* **INFORMATION SHOWN**

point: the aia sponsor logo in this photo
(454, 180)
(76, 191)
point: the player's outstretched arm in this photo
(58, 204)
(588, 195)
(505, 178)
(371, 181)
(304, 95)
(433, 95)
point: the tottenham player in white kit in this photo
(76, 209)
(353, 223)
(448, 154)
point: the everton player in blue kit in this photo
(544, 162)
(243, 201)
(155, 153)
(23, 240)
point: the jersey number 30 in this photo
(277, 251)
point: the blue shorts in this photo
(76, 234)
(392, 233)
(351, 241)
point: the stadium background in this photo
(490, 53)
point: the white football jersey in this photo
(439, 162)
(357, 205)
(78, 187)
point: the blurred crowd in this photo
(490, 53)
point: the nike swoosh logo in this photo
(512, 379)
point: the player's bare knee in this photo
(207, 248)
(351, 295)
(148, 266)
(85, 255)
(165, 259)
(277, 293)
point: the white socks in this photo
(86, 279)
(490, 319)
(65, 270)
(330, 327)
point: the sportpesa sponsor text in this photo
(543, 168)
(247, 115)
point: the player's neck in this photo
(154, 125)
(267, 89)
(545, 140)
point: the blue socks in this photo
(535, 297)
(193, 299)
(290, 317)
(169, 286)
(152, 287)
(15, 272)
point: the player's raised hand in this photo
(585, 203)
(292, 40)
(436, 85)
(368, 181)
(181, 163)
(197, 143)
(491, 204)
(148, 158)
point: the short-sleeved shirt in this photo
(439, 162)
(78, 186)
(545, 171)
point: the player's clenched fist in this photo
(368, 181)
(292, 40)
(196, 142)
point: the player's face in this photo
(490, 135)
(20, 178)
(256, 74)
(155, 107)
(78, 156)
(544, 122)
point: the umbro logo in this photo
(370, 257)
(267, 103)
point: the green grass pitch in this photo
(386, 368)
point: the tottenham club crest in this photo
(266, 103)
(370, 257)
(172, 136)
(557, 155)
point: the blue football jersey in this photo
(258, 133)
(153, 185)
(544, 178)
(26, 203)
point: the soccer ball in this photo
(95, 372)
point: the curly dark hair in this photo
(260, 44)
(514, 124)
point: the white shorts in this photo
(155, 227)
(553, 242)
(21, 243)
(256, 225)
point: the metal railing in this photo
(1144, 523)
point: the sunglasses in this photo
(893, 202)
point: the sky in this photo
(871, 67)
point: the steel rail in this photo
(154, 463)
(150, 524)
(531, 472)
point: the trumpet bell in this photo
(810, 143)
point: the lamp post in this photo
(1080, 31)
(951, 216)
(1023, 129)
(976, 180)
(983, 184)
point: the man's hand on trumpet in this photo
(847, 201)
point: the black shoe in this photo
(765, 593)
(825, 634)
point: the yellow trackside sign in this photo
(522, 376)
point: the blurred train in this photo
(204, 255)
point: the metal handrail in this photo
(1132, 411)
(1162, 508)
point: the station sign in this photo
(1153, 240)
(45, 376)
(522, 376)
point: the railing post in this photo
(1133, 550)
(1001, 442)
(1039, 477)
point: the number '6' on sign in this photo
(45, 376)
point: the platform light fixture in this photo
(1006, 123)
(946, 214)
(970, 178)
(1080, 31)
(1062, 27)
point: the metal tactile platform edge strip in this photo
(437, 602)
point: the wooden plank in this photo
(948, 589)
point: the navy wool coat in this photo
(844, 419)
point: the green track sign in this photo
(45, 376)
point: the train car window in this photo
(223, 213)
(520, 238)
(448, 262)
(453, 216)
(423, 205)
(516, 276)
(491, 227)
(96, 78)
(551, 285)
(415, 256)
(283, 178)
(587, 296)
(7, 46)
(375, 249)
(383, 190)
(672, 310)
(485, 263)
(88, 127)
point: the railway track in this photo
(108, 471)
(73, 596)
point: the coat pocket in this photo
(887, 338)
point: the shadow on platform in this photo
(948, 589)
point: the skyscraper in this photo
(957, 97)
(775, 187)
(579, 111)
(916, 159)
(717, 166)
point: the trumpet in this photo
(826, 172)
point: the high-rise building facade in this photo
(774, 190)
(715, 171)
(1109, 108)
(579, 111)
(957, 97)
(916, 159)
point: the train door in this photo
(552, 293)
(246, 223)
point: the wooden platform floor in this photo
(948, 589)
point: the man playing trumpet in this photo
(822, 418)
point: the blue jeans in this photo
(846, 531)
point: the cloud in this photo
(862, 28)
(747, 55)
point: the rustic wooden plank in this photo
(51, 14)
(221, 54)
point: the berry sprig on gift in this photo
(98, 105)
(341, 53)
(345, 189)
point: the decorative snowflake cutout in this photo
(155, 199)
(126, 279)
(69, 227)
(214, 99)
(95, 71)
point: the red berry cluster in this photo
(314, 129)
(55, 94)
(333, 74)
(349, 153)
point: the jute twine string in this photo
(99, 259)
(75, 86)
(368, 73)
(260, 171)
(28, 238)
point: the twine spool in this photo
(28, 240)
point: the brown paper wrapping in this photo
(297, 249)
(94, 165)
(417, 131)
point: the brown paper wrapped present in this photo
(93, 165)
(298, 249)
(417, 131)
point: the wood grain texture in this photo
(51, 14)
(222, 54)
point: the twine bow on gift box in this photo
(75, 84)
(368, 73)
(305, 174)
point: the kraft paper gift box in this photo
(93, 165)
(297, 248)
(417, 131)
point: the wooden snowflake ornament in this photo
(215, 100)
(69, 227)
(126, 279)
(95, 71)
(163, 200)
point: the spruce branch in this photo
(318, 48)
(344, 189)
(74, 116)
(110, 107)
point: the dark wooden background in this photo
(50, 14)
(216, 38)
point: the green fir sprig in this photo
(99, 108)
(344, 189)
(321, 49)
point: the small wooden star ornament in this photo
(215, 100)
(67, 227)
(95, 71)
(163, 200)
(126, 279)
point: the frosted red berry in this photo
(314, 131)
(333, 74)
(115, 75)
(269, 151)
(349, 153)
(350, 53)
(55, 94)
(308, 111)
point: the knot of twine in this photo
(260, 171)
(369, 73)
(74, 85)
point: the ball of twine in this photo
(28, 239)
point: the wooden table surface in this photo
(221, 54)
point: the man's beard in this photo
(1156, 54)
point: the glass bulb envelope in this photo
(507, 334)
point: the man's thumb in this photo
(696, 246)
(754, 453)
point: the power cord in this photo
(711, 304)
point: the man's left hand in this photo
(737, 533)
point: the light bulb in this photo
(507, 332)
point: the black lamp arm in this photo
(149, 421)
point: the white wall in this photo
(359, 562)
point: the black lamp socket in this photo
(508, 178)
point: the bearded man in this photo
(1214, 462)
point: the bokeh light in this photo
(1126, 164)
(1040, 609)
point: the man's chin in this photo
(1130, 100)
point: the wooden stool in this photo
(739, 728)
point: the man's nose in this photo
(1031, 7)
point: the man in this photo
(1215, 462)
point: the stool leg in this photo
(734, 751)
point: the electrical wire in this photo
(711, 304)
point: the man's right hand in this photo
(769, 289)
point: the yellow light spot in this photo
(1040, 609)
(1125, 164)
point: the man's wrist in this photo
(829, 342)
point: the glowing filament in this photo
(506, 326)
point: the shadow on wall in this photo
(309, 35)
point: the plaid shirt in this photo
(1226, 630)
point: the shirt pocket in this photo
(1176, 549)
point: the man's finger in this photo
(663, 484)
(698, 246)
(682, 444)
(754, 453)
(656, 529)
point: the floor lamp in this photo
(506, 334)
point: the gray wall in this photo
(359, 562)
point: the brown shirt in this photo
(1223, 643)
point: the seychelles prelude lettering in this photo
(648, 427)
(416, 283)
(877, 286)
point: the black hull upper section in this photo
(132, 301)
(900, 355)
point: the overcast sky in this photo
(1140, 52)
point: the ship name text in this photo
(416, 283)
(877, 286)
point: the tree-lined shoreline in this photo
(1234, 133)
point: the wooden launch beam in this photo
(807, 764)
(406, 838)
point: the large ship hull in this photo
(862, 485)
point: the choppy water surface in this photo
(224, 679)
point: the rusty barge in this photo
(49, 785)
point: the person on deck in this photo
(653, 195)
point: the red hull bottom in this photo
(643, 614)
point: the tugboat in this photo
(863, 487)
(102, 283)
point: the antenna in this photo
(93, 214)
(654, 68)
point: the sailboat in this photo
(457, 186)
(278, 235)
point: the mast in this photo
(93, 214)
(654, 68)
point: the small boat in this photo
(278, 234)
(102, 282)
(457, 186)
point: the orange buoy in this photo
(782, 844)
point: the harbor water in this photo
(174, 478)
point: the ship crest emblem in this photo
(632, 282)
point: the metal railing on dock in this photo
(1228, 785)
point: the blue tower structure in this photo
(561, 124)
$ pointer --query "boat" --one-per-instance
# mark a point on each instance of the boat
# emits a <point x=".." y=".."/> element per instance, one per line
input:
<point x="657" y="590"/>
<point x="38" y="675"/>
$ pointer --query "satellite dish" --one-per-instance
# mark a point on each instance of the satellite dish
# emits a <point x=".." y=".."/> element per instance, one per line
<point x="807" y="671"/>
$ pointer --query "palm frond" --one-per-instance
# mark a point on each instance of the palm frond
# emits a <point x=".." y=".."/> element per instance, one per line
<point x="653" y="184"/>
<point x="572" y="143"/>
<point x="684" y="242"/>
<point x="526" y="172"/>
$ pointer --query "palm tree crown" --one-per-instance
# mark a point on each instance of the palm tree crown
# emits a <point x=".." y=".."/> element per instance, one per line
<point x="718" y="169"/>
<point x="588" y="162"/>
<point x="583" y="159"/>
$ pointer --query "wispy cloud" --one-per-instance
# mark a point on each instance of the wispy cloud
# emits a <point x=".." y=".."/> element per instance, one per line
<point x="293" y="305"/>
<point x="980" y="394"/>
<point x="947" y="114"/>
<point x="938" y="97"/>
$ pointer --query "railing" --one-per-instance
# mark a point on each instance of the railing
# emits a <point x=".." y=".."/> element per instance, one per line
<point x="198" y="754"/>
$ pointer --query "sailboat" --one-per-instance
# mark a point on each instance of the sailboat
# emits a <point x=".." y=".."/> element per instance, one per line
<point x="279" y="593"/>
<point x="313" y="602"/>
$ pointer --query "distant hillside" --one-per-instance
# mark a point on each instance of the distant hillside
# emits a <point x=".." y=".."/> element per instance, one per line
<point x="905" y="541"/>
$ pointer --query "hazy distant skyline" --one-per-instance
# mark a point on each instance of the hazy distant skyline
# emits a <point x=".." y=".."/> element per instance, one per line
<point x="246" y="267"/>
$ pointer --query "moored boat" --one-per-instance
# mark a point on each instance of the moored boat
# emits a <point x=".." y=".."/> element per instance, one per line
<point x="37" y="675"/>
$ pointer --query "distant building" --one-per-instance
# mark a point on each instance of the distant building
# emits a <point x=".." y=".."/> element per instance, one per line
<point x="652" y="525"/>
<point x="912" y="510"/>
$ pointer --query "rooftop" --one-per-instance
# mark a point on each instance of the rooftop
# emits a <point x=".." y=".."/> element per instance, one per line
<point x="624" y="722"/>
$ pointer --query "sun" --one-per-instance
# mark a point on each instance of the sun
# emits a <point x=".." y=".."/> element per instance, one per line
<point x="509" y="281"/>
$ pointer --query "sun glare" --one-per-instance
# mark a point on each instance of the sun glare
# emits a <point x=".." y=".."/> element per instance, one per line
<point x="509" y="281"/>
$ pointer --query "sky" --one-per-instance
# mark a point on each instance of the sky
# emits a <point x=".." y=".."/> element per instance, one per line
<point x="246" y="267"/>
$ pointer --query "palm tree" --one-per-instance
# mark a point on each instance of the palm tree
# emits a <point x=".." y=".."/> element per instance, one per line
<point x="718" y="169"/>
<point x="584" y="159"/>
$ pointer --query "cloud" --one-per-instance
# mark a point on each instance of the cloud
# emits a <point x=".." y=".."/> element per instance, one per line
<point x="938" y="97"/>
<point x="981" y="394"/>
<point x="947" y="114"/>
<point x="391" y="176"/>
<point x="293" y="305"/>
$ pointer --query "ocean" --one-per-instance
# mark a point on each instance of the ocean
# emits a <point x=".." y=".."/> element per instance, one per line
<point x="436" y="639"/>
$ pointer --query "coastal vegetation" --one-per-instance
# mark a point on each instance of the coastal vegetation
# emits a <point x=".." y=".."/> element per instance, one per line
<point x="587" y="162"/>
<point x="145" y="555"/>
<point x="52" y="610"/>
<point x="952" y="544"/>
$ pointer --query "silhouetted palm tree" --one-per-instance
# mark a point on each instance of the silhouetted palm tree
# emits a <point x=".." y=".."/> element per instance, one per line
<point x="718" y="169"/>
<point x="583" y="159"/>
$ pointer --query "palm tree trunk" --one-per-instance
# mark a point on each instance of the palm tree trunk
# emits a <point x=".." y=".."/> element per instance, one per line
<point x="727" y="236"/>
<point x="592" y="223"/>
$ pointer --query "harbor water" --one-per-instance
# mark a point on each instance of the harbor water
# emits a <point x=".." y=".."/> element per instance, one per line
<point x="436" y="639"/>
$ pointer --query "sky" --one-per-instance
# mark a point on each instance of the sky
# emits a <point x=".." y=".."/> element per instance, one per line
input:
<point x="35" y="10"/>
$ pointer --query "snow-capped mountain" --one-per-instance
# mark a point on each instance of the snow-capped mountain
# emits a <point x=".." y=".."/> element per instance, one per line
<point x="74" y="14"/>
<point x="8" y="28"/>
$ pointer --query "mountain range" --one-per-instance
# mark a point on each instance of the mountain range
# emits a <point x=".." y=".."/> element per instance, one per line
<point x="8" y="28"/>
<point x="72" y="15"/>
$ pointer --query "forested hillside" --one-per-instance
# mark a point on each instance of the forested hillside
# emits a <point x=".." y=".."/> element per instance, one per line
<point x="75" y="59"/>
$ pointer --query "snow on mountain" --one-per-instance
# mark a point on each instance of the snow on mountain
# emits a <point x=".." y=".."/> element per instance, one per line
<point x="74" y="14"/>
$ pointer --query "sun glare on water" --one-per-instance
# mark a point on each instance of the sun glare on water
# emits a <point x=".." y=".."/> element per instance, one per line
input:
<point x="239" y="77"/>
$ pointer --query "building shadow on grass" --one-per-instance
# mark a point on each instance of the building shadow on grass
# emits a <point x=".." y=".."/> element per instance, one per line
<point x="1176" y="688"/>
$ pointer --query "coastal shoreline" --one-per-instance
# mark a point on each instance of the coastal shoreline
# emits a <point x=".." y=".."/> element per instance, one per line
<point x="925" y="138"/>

* **THE REQUEST**
Identify every line in the entries above that contains the string "coastal", and copy each such line in full. Matching is case-sensitive.

* **SOLUTION FOR THIS TASK**
$ pointer --query "coastal vegetation" --one-per-instance
# mark a point on each instance of the coastal vegetation
$ pointer --query "coastal shoreline" --one-per-instance
# mark a point on each instance of the coastal shoreline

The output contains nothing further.